Instructions for the task :: Only what runs from the line with "Someone flagged backpack" to the final line of the records below should be given again, word for word.

Records excerpted from a collection ::
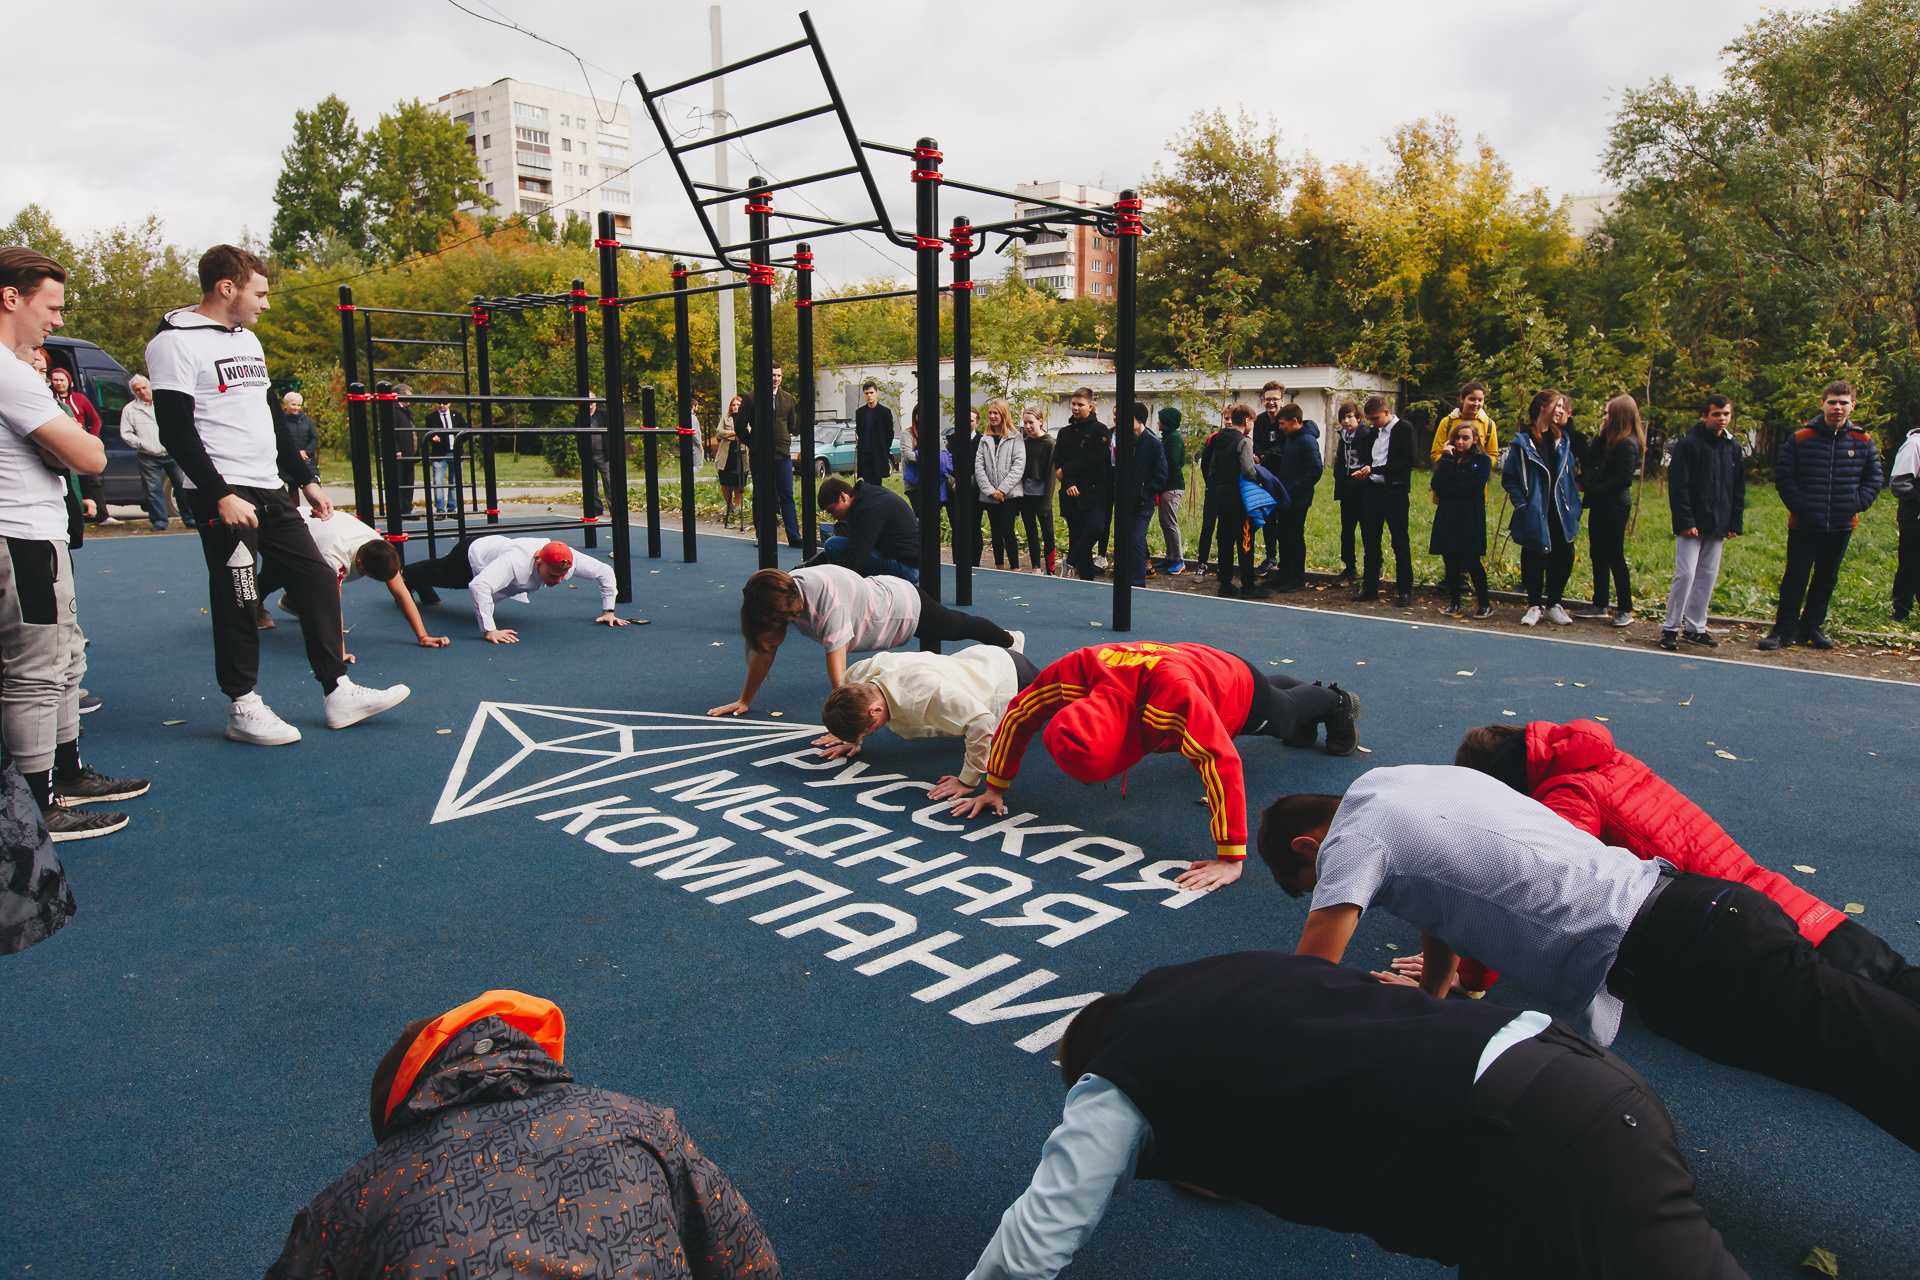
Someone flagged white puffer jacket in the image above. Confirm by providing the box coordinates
[975,433,1026,503]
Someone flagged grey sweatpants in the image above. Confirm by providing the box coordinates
[0,538,85,772]
[1155,488,1185,563]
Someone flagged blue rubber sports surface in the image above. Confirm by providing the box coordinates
[2,530,1915,1278]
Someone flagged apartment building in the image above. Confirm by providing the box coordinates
[1011,182,1165,301]
[430,79,635,238]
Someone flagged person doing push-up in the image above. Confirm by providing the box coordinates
[401,535,624,643]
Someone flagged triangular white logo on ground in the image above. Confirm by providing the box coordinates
[432,702,823,823]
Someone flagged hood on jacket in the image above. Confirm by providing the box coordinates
[1044,685,1144,783]
[1524,719,1615,792]
[371,990,571,1143]
[155,305,242,335]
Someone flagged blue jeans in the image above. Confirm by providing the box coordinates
[824,536,919,584]
[1130,507,1155,585]
[430,459,454,514]
[137,453,194,529]
[770,457,801,543]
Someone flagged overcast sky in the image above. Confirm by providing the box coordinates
[4,0,1807,290]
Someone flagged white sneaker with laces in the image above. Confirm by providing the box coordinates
[1520,605,1543,627]
[1008,630,1026,654]
[227,692,301,745]
[1546,605,1574,625]
[323,676,412,729]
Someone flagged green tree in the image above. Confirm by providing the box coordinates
[362,100,485,262]
[1,204,197,372]
[270,95,367,262]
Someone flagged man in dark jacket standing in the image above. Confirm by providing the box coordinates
[853,380,894,486]
[424,398,469,517]
[1053,388,1112,580]
[739,362,801,547]
[816,475,920,581]
[1124,403,1167,587]
[1660,395,1745,651]
[1268,404,1323,591]
[1356,395,1415,605]
[1251,381,1291,573]
[1332,402,1364,583]
[264,990,782,1280]
[1208,404,1268,598]
[1760,381,1882,650]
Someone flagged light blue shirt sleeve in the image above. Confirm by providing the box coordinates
[966,1075,1149,1280]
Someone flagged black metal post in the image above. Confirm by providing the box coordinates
[375,380,404,548]
[641,385,662,560]
[1113,191,1143,632]
[796,242,817,557]
[673,263,698,563]
[571,277,598,550]
[338,286,373,519]
[913,137,942,649]
[747,177,779,570]
[363,314,384,519]
[474,297,499,525]
[598,215,632,602]
[950,215,974,607]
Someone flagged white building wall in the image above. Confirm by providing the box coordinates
[430,79,634,237]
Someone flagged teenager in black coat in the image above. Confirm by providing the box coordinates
[1429,418,1494,618]
[1577,396,1645,626]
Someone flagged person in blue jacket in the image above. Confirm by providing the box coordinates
[1431,418,1494,618]
[1265,404,1323,591]
[1123,402,1167,587]
[1759,381,1882,651]
[1501,389,1583,626]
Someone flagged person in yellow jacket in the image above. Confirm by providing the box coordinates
[1429,380,1500,463]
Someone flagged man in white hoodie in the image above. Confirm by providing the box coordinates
[145,245,409,745]
[1890,422,1920,621]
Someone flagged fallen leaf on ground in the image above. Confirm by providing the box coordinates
[162,719,184,726]
[1801,1244,1839,1276]
[1501,710,1517,717]
[1596,716,1610,721]
[1573,681,1586,687]
[711,641,725,646]
[1713,749,1750,760]
[1844,903,1866,914]
[1281,658,1293,663]
[770,711,784,717]
[1679,694,1693,706]
[1793,865,1817,874]
[436,729,452,735]
[1356,746,1373,753]
[1356,660,1367,665]
[1457,670,1475,677]
[1384,943,1398,951]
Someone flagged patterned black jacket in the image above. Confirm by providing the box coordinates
[263,1015,781,1280]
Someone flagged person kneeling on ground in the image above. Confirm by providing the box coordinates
[260,509,449,651]
[967,951,1746,1280]
[1441,719,1920,1005]
[815,643,1042,801]
[810,475,919,581]
[1264,766,1920,1152]
[708,564,1019,716]
[263,990,782,1280]
[402,535,624,644]
[948,641,1359,891]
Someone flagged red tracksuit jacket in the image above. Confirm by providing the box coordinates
[984,641,1255,860]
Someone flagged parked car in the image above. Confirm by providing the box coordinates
[790,417,901,478]
[42,336,142,505]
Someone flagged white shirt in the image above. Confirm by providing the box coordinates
[844,646,1019,786]
[1310,765,1663,1044]
[466,535,616,632]
[0,353,74,542]
[303,512,383,585]
[1368,416,1398,481]
[143,306,281,490]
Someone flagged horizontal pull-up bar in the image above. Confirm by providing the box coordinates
[372,365,467,378]
[939,175,1119,222]
[616,278,749,304]
[859,138,917,159]
[382,394,599,406]
[644,35,811,98]
[808,285,951,308]
[673,103,837,155]
[371,336,468,349]
[694,164,861,207]
[353,305,472,320]
[616,241,722,261]
[719,219,882,254]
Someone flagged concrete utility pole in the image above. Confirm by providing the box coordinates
[711,5,736,419]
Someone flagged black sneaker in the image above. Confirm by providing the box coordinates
[1800,628,1835,650]
[1284,682,1324,748]
[1757,632,1787,651]
[1395,591,1413,608]
[1659,630,1681,651]
[53,767,151,804]
[1681,629,1719,649]
[1471,603,1496,620]
[1572,604,1612,619]
[1323,685,1362,756]
[78,694,102,714]
[42,805,129,842]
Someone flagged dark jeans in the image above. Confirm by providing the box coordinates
[189,486,348,699]
[1773,526,1852,635]
[1520,524,1575,607]
[1128,507,1154,585]
[1062,495,1110,579]
[912,587,1014,652]
[392,459,415,515]
[947,498,985,568]
[822,536,918,584]
[1894,521,1919,616]
[986,502,1021,569]
[1361,488,1411,595]
[1016,494,1054,568]
[1237,657,1341,739]
[1817,917,1920,1007]
[401,536,478,602]
[1338,494,1361,574]
[1268,503,1310,585]
[136,454,194,529]
[856,449,889,487]
[1196,488,1219,570]
[1459,1023,1747,1279]
[1443,553,1489,607]
[1214,500,1255,591]
[1610,872,1920,1151]
[767,457,802,544]
[1587,504,1632,612]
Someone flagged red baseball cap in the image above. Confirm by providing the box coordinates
[535,541,574,568]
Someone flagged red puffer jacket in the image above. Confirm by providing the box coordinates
[1526,719,1843,944]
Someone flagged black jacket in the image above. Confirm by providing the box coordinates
[1333,428,1365,502]
[1428,451,1491,557]
[1125,428,1168,507]
[264,1014,781,1280]
[854,402,894,455]
[422,408,468,459]
[1274,422,1324,506]
[1581,435,1640,512]
[737,387,796,453]
[839,481,921,572]
[1776,414,1883,532]
[1252,412,1288,471]
[1667,422,1746,538]
[1054,414,1113,510]
[1355,417,1415,495]
[283,412,321,461]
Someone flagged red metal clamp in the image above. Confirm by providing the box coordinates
[794,299,814,308]
[1114,197,1144,236]
[593,238,619,247]
[911,169,943,182]
[471,307,490,326]
[913,236,945,251]
[913,146,943,161]
[747,264,778,287]
[344,393,371,402]
[336,303,356,312]
[670,268,688,279]
[793,249,815,270]
[599,297,621,306]
[384,533,410,543]
[373,392,399,400]
[745,202,774,215]
[484,508,500,516]
[949,280,975,290]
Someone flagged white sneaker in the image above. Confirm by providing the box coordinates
[227,692,301,745]
[1029,566,1045,576]
[1094,554,1110,570]
[1520,605,1543,627]
[323,676,411,729]
[1008,630,1026,654]
[1546,605,1574,626]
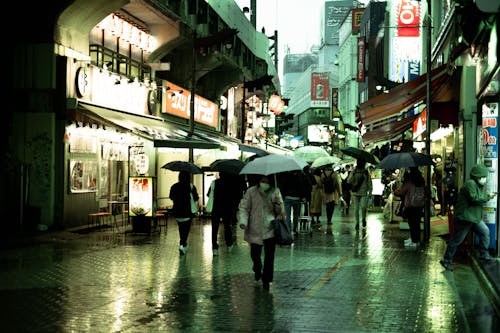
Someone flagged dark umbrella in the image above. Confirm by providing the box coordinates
[375,152,435,169]
[161,161,203,174]
[209,159,245,175]
[340,147,380,165]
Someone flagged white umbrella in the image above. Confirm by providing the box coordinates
[239,154,308,176]
[293,146,329,163]
[311,155,342,169]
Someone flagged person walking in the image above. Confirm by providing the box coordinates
[347,159,372,230]
[238,175,285,290]
[394,167,426,248]
[340,164,352,215]
[169,171,199,255]
[278,170,312,235]
[309,168,323,225]
[440,164,497,271]
[320,167,342,225]
[208,172,245,256]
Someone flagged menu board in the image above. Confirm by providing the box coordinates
[128,176,154,217]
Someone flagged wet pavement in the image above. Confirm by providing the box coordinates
[0,210,499,333]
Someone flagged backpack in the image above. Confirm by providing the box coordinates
[409,185,425,207]
[322,172,335,194]
[350,170,366,193]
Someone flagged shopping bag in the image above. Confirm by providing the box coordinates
[273,218,293,245]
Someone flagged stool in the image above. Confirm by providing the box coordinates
[88,212,112,229]
[154,210,168,233]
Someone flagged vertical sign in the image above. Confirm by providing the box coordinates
[352,8,364,33]
[397,0,420,37]
[481,102,498,249]
[357,37,365,82]
[331,88,339,119]
[311,73,330,107]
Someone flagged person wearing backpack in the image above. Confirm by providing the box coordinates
[440,164,497,271]
[320,167,342,225]
[394,167,425,249]
[347,159,373,230]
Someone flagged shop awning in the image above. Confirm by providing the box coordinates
[362,114,419,144]
[74,102,221,149]
[357,64,456,126]
[238,143,270,156]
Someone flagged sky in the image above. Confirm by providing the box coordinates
[233,0,370,85]
[234,0,327,79]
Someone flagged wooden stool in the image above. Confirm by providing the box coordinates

Answer box ::
Someone flagged backpack in the image above. Confirm by providing the box coordinates
[409,185,425,207]
[322,172,335,194]
[350,170,366,193]
Someone flagged shopping bag in the image above. Confirm by providing the box coordinates
[273,218,293,245]
Someone flagged stool in the image above. Confirm by providing the box coordinates
[88,212,112,229]
[154,210,168,233]
Someone flagged vertical sign in the image above. Confirm by providing the box coordinates
[352,8,364,33]
[397,0,420,37]
[481,102,498,249]
[357,37,365,82]
[331,88,339,119]
[311,73,330,107]
Someone flagged person wearing backpack in the image above. Confirm by providing the box coordinates
[440,164,497,271]
[320,167,342,225]
[394,167,425,249]
[347,159,373,230]
Someone flagged shop awning in the image above. Confirm by providing the box coordinates
[362,114,419,144]
[74,102,221,149]
[357,64,456,126]
[238,143,270,156]
Someone flagged sky in the image above. Confirm by providing the box coordinates
[233,0,370,85]
[234,0,327,79]
Someone flagged wooden stool in the image above. Confirm by providing the box coordinates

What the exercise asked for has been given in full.